START Recorded data

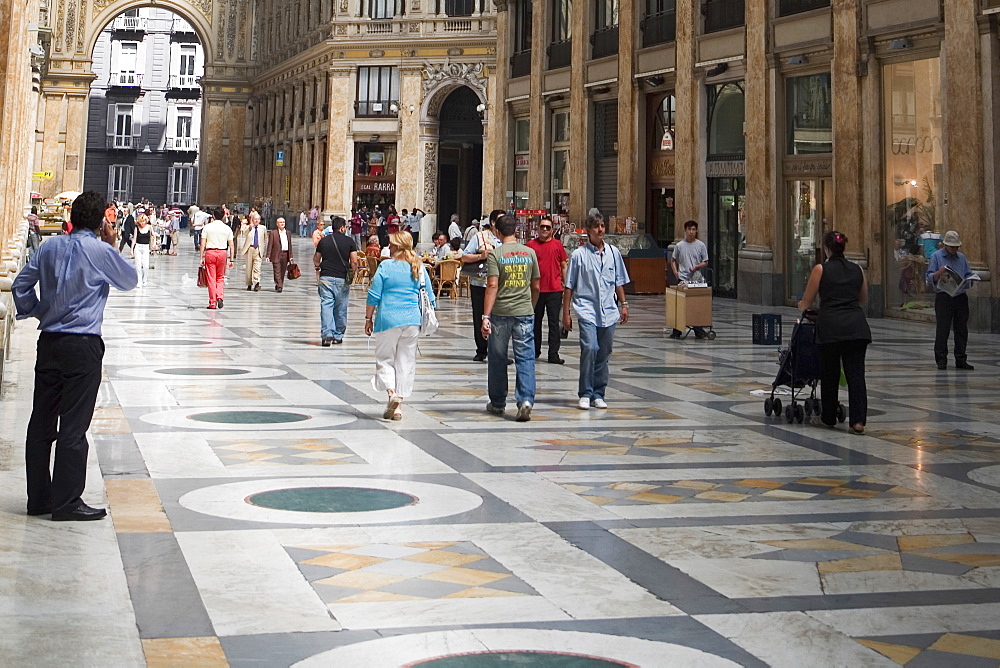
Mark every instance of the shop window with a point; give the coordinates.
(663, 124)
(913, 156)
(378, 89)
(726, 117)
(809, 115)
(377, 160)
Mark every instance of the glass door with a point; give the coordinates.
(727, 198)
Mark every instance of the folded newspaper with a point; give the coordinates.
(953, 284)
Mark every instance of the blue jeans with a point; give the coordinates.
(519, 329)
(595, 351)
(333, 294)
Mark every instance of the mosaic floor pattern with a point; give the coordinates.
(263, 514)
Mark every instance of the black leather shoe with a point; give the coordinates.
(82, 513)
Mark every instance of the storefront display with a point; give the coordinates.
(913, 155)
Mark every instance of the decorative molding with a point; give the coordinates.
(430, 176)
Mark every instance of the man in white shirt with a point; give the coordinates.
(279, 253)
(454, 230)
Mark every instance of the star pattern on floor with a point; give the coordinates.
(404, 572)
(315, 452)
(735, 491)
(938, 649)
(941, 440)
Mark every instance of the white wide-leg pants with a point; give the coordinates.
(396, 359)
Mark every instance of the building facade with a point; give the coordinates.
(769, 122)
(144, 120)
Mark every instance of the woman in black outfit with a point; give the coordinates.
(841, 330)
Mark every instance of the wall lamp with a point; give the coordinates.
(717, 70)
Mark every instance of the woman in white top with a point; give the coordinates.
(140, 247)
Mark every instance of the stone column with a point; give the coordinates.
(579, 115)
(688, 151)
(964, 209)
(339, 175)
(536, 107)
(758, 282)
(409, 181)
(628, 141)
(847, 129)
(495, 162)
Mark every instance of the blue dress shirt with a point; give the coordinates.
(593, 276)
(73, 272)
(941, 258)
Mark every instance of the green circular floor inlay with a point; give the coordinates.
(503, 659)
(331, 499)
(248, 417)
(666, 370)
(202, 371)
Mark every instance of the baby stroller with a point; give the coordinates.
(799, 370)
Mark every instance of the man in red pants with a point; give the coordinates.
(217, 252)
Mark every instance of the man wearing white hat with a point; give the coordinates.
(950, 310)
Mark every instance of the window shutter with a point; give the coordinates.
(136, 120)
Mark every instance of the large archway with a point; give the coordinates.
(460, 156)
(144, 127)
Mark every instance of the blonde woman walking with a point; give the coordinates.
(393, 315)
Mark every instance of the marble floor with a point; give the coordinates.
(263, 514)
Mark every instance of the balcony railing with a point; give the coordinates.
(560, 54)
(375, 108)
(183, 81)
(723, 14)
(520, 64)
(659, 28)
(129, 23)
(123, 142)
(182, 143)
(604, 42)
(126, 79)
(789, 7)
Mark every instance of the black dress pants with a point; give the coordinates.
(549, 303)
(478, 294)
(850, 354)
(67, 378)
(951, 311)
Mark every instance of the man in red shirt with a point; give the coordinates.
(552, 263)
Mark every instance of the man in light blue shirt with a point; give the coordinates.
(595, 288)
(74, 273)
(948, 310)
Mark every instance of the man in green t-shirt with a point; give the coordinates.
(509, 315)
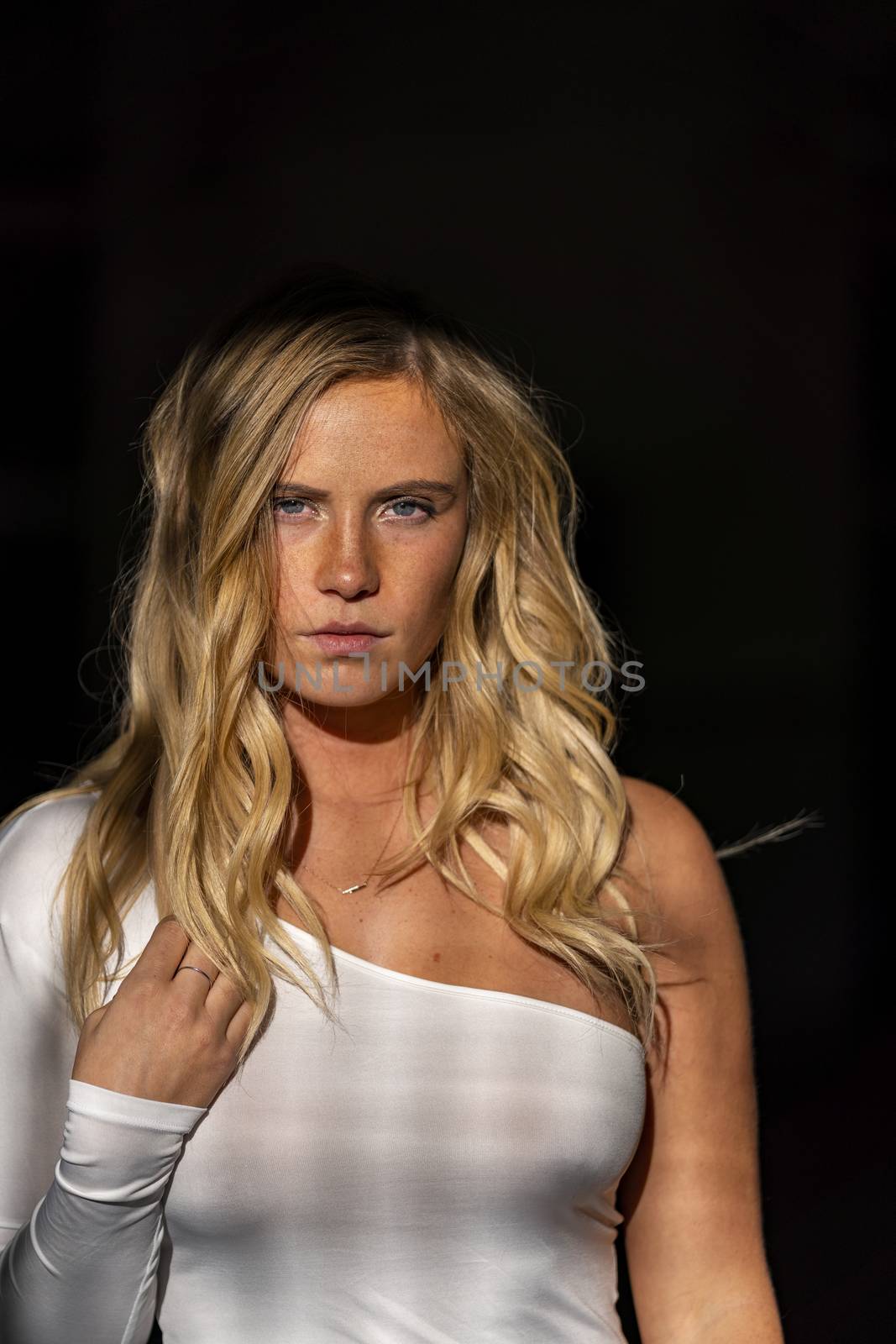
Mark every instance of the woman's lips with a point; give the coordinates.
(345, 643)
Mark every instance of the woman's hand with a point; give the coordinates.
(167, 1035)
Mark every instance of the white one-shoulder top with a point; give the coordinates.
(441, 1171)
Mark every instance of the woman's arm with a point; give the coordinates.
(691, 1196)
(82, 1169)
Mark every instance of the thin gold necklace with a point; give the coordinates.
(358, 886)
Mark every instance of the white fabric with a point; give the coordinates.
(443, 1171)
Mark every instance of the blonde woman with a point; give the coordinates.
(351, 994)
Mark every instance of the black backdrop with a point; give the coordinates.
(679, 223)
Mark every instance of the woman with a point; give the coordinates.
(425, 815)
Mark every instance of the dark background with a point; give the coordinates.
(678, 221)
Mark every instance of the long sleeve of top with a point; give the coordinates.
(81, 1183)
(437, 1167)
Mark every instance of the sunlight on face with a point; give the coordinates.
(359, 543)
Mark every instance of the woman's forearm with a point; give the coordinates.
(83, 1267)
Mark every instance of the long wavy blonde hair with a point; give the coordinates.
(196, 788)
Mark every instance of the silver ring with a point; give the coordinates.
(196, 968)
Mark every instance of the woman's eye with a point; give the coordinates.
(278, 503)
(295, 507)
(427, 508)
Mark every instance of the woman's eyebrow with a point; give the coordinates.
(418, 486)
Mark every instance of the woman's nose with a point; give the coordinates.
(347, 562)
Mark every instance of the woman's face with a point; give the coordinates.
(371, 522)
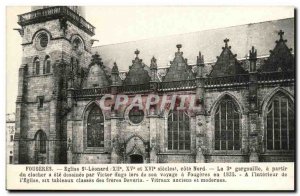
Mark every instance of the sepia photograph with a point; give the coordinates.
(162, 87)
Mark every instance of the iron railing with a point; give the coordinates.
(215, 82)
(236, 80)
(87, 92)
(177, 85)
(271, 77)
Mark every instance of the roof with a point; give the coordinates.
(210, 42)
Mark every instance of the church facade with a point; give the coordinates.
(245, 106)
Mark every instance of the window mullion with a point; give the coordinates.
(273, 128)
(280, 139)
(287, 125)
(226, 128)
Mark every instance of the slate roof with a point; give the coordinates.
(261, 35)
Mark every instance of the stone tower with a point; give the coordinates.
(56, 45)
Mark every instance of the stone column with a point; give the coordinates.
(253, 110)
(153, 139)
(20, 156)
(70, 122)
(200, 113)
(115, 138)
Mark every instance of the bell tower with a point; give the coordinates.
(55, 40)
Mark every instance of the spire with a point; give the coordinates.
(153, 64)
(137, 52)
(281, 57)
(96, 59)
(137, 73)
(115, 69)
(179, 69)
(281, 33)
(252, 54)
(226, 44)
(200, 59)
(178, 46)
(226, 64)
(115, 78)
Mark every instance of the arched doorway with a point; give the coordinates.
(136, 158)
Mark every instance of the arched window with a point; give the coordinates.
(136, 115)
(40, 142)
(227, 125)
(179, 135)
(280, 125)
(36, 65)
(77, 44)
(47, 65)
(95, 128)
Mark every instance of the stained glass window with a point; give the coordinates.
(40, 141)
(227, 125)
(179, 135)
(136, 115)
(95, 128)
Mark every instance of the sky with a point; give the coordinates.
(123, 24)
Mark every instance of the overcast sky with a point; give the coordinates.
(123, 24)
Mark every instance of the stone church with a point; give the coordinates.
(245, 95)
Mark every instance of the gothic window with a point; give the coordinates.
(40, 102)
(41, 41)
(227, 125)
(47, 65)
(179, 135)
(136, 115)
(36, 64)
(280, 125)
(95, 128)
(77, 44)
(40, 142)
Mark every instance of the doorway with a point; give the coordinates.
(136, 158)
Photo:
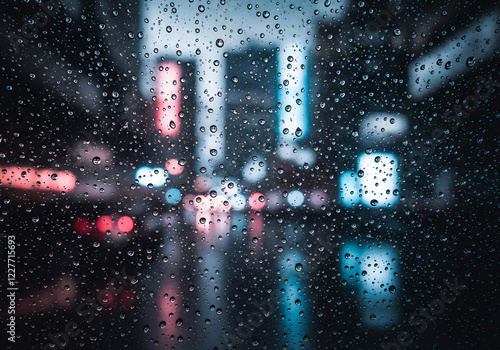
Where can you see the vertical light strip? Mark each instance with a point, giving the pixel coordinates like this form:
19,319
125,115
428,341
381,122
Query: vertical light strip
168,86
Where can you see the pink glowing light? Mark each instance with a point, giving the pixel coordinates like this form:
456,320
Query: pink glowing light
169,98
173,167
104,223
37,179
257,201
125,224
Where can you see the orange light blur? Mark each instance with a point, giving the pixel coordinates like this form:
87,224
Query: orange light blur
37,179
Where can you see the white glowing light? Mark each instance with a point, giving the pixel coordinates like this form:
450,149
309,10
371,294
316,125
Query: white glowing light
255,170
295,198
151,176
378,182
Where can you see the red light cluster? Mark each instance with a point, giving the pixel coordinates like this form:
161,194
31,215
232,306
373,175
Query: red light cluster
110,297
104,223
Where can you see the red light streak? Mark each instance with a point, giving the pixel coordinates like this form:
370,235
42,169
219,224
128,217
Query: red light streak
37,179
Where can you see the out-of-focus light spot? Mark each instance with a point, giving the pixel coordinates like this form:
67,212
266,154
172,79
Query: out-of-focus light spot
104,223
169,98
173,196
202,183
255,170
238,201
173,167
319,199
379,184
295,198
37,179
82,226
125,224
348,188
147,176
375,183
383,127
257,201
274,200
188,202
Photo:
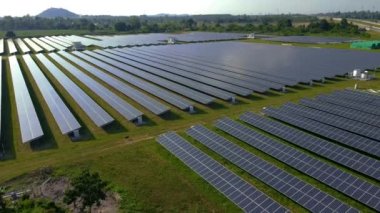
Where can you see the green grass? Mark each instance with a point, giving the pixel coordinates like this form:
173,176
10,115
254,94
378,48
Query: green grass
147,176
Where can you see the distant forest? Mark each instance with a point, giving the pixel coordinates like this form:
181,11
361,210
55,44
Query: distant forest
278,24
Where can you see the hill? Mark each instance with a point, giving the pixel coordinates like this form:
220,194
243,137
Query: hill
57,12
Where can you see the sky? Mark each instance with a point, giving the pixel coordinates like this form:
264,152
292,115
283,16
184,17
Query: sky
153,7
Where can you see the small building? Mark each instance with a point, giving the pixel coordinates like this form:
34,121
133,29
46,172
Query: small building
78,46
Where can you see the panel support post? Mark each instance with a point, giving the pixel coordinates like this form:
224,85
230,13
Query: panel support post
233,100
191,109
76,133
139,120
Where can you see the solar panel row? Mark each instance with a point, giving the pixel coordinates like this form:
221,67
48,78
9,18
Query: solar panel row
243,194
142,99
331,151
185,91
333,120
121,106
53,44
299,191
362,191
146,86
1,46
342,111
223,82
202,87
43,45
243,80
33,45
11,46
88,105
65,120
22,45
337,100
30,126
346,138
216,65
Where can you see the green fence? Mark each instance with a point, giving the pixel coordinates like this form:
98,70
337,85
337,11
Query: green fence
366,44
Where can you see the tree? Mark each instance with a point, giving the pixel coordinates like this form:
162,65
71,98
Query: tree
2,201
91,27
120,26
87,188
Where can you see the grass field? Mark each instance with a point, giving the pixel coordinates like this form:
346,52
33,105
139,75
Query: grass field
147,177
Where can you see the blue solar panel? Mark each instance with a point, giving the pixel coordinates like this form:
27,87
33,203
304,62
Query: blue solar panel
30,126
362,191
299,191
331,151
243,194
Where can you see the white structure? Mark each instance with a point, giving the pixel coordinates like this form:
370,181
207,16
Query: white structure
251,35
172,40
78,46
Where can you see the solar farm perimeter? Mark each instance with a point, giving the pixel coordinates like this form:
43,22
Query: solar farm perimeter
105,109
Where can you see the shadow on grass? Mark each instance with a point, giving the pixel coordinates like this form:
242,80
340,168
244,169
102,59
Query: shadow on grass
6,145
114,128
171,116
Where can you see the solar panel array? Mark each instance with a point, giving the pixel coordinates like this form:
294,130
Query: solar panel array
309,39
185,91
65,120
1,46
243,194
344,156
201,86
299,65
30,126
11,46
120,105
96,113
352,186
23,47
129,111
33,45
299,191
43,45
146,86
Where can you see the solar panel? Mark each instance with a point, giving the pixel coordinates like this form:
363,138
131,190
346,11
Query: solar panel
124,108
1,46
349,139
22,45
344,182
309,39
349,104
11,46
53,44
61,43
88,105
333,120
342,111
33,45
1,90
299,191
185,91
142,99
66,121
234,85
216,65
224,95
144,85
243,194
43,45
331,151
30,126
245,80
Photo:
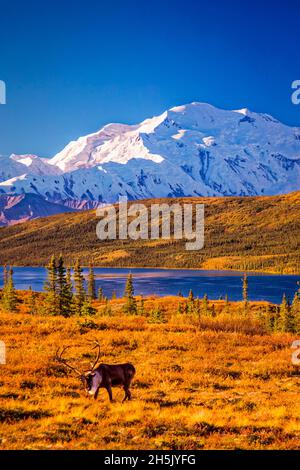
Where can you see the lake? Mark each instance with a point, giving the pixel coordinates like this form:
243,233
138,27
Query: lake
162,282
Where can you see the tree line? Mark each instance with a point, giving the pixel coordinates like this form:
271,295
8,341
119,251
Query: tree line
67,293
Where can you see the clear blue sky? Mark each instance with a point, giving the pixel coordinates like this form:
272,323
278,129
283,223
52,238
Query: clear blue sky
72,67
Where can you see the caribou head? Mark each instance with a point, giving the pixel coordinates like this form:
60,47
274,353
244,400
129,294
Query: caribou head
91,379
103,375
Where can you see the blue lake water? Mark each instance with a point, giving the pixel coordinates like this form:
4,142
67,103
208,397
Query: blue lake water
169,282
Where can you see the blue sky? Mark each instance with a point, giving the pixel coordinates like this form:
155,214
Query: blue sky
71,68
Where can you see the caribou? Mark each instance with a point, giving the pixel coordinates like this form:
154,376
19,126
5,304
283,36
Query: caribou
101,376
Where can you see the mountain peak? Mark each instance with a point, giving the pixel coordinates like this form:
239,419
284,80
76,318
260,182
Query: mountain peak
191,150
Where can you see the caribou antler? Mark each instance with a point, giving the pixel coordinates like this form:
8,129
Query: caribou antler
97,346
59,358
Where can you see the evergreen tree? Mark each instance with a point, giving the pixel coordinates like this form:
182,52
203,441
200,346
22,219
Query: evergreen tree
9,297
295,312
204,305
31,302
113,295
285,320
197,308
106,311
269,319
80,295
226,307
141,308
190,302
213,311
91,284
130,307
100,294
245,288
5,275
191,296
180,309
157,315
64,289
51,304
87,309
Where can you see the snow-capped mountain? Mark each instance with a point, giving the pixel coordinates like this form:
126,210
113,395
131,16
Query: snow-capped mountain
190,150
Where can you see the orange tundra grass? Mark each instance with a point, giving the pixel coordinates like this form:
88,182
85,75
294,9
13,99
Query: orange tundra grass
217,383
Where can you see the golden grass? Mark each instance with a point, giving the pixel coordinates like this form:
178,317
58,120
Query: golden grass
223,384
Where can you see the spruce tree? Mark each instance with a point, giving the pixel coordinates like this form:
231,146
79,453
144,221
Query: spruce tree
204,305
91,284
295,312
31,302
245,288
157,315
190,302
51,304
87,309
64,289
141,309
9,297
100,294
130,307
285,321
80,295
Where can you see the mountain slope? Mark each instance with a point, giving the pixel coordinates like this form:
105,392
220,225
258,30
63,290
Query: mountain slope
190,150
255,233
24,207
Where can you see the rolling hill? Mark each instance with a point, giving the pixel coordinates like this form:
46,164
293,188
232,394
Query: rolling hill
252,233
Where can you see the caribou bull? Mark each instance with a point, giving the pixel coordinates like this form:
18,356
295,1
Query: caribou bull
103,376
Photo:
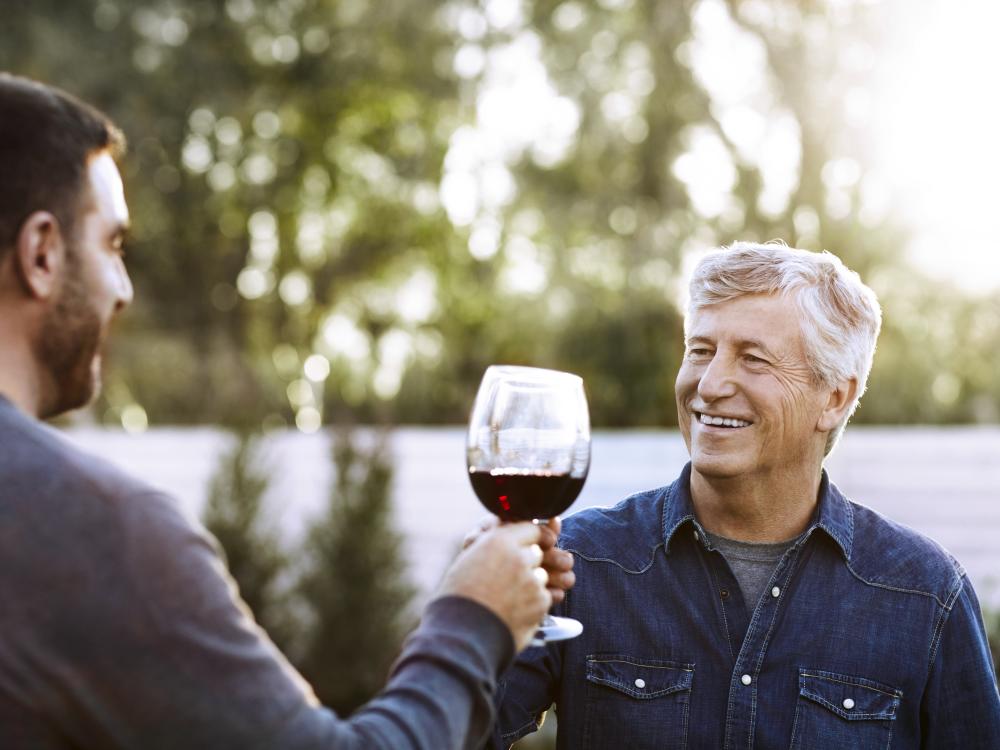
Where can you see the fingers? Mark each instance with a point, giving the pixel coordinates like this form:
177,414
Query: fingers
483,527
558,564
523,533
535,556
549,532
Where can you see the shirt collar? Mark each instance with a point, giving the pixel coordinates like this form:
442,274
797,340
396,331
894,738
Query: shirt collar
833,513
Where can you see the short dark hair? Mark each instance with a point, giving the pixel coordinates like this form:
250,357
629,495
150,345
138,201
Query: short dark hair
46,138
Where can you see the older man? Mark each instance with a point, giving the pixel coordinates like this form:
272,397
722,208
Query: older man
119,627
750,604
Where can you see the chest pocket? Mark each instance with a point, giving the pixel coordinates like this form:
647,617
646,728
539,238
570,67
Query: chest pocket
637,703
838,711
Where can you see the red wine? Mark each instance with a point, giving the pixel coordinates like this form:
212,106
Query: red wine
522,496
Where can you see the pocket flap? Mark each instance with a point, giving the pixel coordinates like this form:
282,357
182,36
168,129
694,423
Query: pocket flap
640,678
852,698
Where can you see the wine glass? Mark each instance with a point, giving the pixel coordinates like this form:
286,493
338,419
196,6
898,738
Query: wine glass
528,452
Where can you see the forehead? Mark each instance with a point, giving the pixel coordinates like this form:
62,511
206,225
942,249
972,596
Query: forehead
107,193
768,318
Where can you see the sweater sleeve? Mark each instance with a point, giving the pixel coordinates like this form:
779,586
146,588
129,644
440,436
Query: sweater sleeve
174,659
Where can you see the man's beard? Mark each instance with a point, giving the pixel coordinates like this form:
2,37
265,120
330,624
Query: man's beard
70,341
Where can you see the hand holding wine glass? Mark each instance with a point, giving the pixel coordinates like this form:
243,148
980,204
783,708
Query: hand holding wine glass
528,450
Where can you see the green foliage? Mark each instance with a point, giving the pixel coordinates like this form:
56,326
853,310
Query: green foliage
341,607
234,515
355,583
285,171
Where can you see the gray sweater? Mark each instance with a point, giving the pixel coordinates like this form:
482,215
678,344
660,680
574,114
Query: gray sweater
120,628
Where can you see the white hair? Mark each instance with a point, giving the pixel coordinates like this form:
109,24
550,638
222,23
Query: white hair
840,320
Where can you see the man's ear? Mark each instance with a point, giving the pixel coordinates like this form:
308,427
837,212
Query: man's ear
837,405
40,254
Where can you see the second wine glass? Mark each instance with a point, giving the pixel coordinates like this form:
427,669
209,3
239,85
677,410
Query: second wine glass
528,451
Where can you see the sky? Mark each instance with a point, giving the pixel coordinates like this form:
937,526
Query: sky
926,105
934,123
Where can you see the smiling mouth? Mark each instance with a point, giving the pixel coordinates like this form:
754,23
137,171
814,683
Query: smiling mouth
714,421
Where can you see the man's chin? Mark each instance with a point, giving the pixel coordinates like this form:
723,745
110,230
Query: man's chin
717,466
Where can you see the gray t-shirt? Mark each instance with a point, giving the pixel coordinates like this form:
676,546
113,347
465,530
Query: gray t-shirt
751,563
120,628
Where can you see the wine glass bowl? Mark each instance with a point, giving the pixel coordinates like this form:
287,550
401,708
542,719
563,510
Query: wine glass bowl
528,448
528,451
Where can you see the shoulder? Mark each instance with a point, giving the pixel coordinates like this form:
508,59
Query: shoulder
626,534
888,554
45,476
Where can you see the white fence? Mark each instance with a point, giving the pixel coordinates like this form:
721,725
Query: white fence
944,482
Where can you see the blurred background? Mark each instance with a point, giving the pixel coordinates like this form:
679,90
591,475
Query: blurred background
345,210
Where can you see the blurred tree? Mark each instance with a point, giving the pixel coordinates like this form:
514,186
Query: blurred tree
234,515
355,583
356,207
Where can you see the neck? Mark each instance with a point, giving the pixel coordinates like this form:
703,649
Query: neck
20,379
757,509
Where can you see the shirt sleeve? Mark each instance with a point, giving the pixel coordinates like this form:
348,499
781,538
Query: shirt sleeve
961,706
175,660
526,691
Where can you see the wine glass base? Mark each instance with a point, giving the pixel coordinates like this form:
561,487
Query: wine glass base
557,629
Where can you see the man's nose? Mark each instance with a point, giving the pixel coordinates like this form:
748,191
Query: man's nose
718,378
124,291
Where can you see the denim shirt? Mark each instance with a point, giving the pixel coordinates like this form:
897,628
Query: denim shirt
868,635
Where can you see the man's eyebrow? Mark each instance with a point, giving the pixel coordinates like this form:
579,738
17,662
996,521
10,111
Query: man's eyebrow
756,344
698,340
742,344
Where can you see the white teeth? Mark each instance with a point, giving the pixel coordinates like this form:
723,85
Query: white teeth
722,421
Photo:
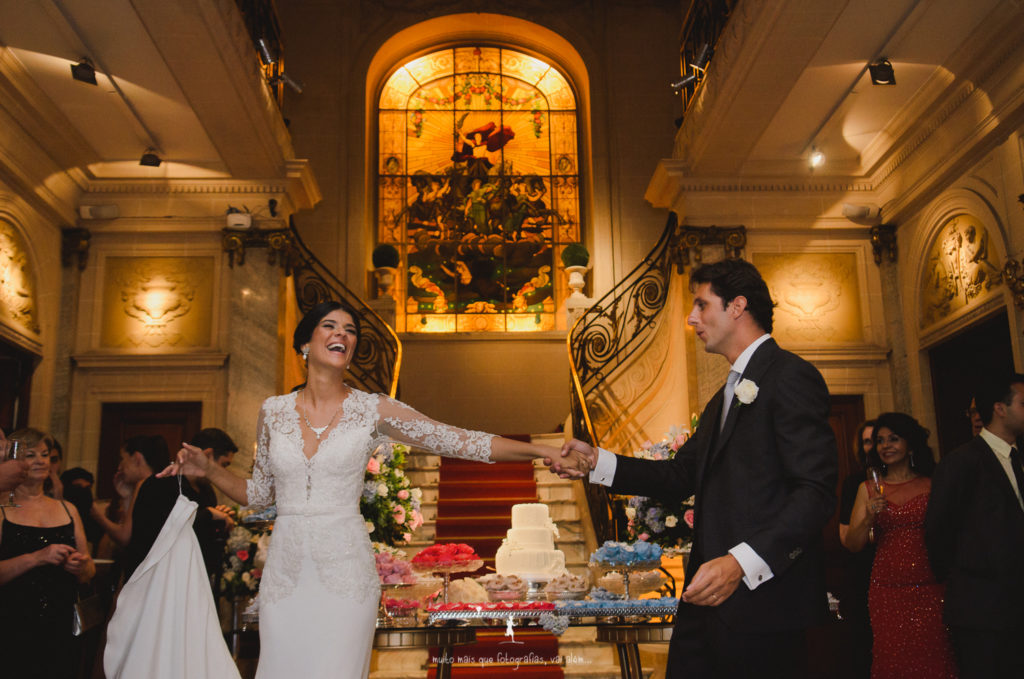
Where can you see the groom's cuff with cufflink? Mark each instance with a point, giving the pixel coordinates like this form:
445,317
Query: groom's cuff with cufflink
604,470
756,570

END Recorded data

Prompt: Your answer should consist of the lines above between those holding "Query: out-of-focus light spot" and "Where can you see the hill?", inclusive, reproduced word for word and without pictures.

Solution for this problem:
Query: out-of-focus light spot
104,223
169,98
173,196
202,183
255,170
238,201
173,167
319,199
379,184
295,198
37,179
82,226
125,224
348,188
147,176
375,183
383,127
257,201
274,200
188,202
Photo:
Where can you see the green grass? Mark each instance with a point, giving the pixel coordinates like this form:
173,176
10,115
254,94
378,48
Query: green grass
147,176
Where can you see the distant forest? Mark each instance with a point, giving the pixel coordinates like this form:
181,11
361,210
55,44
Query: distant forest
278,24
Where can you see the hill? Mark each instance with a point, giving the pixel coordinates like this form:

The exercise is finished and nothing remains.